SUPPLIED DATA:

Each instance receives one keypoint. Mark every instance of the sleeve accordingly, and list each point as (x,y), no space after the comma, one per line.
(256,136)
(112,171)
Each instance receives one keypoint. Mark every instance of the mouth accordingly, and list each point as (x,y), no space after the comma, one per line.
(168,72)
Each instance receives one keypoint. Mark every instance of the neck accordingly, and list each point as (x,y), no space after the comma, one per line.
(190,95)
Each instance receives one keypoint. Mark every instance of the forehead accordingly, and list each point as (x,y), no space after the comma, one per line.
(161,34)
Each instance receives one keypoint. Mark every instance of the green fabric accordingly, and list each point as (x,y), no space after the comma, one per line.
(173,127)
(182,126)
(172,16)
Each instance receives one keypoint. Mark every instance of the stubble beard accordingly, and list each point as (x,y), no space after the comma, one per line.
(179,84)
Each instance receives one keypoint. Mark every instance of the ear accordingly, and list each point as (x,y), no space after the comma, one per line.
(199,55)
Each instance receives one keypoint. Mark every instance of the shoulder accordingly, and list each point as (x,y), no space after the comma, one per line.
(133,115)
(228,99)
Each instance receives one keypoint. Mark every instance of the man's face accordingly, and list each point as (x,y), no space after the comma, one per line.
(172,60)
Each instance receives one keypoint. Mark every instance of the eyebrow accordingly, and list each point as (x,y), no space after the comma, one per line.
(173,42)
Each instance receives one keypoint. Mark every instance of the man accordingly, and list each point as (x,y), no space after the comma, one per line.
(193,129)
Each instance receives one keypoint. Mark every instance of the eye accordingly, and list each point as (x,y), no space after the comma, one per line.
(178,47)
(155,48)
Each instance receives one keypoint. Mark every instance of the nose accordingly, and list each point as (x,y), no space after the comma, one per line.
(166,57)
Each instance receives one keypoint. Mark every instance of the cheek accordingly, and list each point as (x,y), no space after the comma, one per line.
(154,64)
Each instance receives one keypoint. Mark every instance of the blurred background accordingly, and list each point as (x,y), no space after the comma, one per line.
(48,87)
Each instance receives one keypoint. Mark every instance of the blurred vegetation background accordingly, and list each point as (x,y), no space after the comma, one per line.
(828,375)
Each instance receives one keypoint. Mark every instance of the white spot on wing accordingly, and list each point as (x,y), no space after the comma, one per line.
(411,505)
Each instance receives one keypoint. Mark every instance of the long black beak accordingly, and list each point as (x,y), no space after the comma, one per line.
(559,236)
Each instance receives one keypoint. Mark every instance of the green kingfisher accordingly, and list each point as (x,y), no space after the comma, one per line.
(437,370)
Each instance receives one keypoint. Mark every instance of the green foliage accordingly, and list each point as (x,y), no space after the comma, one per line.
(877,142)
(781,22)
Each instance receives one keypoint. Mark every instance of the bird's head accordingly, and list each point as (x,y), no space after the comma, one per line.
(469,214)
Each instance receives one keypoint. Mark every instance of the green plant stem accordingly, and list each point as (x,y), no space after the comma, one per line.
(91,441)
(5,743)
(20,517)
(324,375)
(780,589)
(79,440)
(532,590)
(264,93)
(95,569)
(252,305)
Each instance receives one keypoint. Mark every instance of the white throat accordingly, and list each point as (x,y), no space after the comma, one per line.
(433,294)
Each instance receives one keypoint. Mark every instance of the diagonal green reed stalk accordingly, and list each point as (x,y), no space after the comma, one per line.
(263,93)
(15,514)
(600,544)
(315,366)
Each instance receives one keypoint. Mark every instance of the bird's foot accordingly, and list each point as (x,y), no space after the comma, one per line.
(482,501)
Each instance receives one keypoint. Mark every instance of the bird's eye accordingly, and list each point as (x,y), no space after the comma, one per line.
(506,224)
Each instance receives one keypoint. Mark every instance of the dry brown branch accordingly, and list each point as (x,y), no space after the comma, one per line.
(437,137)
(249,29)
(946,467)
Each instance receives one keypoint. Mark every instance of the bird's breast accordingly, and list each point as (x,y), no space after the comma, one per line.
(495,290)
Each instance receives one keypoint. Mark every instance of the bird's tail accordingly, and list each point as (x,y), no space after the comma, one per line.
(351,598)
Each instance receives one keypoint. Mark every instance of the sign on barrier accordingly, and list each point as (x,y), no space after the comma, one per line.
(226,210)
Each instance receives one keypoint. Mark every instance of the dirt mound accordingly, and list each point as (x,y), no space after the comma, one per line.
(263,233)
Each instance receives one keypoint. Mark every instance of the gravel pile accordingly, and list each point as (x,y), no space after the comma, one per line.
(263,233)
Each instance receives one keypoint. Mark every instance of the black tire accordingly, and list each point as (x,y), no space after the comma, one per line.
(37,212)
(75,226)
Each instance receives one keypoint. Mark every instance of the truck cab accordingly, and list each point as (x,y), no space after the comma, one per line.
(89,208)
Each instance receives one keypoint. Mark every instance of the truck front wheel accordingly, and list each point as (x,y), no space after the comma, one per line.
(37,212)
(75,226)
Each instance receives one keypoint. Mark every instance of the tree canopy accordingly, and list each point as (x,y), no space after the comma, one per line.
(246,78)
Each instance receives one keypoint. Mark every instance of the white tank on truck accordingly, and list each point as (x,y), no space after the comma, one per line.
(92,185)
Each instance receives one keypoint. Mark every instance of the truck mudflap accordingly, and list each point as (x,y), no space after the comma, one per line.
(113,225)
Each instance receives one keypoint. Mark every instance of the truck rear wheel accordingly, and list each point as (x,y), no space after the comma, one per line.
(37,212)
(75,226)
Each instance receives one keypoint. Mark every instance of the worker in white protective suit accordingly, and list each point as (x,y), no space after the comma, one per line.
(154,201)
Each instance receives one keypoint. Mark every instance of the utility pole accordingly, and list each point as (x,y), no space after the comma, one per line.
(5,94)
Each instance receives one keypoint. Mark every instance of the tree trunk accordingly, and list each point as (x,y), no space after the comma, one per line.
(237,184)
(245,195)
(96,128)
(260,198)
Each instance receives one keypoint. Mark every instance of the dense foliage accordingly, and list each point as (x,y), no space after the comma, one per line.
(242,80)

EXERCISE DETAILS: Please repeat the listing above in full and exactly.

SOLVED EXERCISE:
Each instance receives one keypoint. Mark every instance of the sleeve accordingly, and list each point as (x,y), no space after the comma, one per line.
(256,136)
(112,171)
Each instance receives one keypoint. Mark every instance of the mouth accordingly, and list each point as (x,y), no space after the comma, one per line.
(168,72)
Each instance receives one keypoint. Mark every instance of the neck accordingly, and list each point as (x,y), no space after the comma, one per line.
(190,95)
Each instance receives one keypoint. Mark every instance of the forehead accordingly, and list each point as (x,y), no space after the comma, one per line.
(161,34)
Each instance receives one keypoint. Mark every instance of the green fabric accordingly, and list each point as (x,y), no space after the comma, one per line.
(173,127)
(182,126)
(172,16)
Each instance receives one keypoint. Mark every instance of the stubble beard accordingly, and list each point as (x,y), no space after the comma, one per line.
(179,84)
Each instance receives one keypoint. Mark every instance of the ear accordingly, and list each point as (x,y), no space after the comma, one per line.
(199,55)
Each instance receives one keypoint. Mark every instance of the shoulder accordingly, and list each point as (x,y), no space after the comma, one per line.
(133,115)
(228,99)
Each instance receives one keypoint. Mark every instance of the man's face accordingly, and list each point as (x,y), no space after the comma, one per line.
(172,60)
Each instance receives one keypoint. Mark every instance of the eyebrow accordingly, and list each point as (x,y), no space after the comma, one per line.
(173,42)
Each instance receives one keypoint. Mark every instance of the man accordingly, and list each point as (x,y), no space after the comma, one per line.
(193,129)
Each instance receives one keypoint. Mark every instance of the eye accordingly, and list each point as (x,y), no space after the comma, one per line.
(178,47)
(155,48)
Each instance receives one keypoint. Mark every instance of the nose accordingly, and list each point as (x,y), no space after the comma, one per line.
(166,57)
Each instance receives one keypoint. Mark every instance of the cheek accordingly, and list each point as (x,y), no space after the comma, one per line.
(154,64)
Each instance receives one keypoint. Mark every instance of the blurred background accordingly, and list each point as (x,y), no space after the comma, one per line.
(48,87)
Each instance receives one keypoint. Mark every instance of the blurred vegetation background accordingly, and list each point as (x,y), no space after the comma, one per line.
(828,375)
Each instance receives one keypoint. Mark every instance of the white spot on wing accordingly, and list each point as (x,y), no space after the comma, one per line.
(411,505)
Each instance receives one keypoint. Mark every instance of the long black beak accordingly, and list each point as (x,y), no space after the comma, one per line.
(559,236)
Each instance receives one keypoint. Mark every instance of the green kingfisher accordingly, and list each point as (x,y), no space after the comma, one per line.
(437,370)
Each instance receives one keypoint. Mark every instance of the green foliage accordingly, and list each point as (x,y), no space after the comma, one per line.
(877,142)
(781,22)
Each instance receives one keypoint. Mark every instance of the bird's head accordingly, and list each point as (x,y), no space after the comma, one per line.
(469,214)
Each instance receives one keypoint. Mark every instance of the green plant stem accordingly, and list each point as (x,y), no space after the comma, one per line.
(91,441)
(5,743)
(20,517)
(324,375)
(780,589)
(79,440)
(532,590)
(264,93)
(95,569)
(252,305)
Each instance receives one keypoint. Mark every instance of the white throat accordingly, and list each point as (x,y), no space after the comma, one per line.
(433,294)
Each instance receives one keypoint. Mark every instance of the diagonal green reed stalk accordingly, and list each point as (x,y), no space after the comma, one per line.
(263,93)
(15,514)
(600,544)
(315,366)
Each instance receives one keypoint. Mark every instance of the bird's foot accordingly, and list each point as (x,y), no space after the comma, one per line.
(482,501)
Each instance receives one keypoint. Mark every instance of the bird's eye accordingly, and list each point as (x,y), no space after the comma, one per line.
(506,224)
Each instance receives one keypoint. Mark every instance of the dry brown branch accordingly, and list each point as (x,y), no space after the comma, one per line.
(437,137)
(249,29)
(946,467)
Each instance receives one keypoint. Mark every instance of the bird's breast accordingly, and list each point as (x,y), no space after the comma, one per line.
(495,290)
Each instance receives one keypoint. Mark every instance of the bird's tail accordingly, and list each point as (x,y), no space after the comma, one per line.
(351,598)
Each instance receives one keypoint. Mark every instance of the sign on barrier accordingly, and list each point as (x,y), no space after the comma, one per line.
(226,210)
Each instance receives one keypoint. Mark every instance of the dirt mound accordingly, and list each point as (x,y), no space after the comma, one per line.
(263,233)
Each instance receives one keypoint. Mark every instance of the gravel pile accordingly, and list each point as (x,y), no space after the comma, one per line.
(263,233)
Each instance receives one keypoint. Mark every instance of the black tire accordingly, and list each point as (x,y), no space after the comma, one per line.
(37,212)
(75,226)
Each instance receives one keypoint. Mark every instance of the truck cab accordingly, and list each point as (x,y), no space after the comma, one per line.
(89,208)
Each instance receives one keypoint. Mark every instance of the truck front wheel accordingly, and list each point as (x,y), no space after the comma, one per line.
(37,212)
(75,226)
Each instance receives one keypoint. Mark every instance of the tree canopy accordingly, and list each point as (x,y), no space after the comma, one per line.
(246,78)
Each instance receives one keypoint. Mark every instance of the white tank on truck accordingly, and list each point as (x,y), no space after the comma, one per line.
(92,185)
Each instance receives one keypoint. Mark every instance of the truck mudflap accordingly, and list each point as (x,y), no space after the comma, one per line.
(113,225)
Each instance receives one keypoint. Mark every instance of the truck rear wheel accordingly, and list each point as (x,y), no space after the comma, one per line.
(37,212)
(75,226)
Each instance receives one keypoint. Mark every instance of the worker in white protective suit accordingly, and list each point as (x,y), no space after the comma, one per line.
(154,201)
Each instance receives one keypoint. Mark every instance of the utility pole accordingly, and list each point as (x,y), no space after the comma, one per line.
(5,94)
Each instance receives one keypoint. Mark every instance of the tree trunk accordingly, and list each point as (x,y), no space after the comma, one per line.
(237,184)
(245,195)
(96,128)
(260,198)
Each instance receives one keypoint. Mark every instance of the dense foliage accordingly, and list each point as (x,y), no space after the comma, one per line.
(242,80)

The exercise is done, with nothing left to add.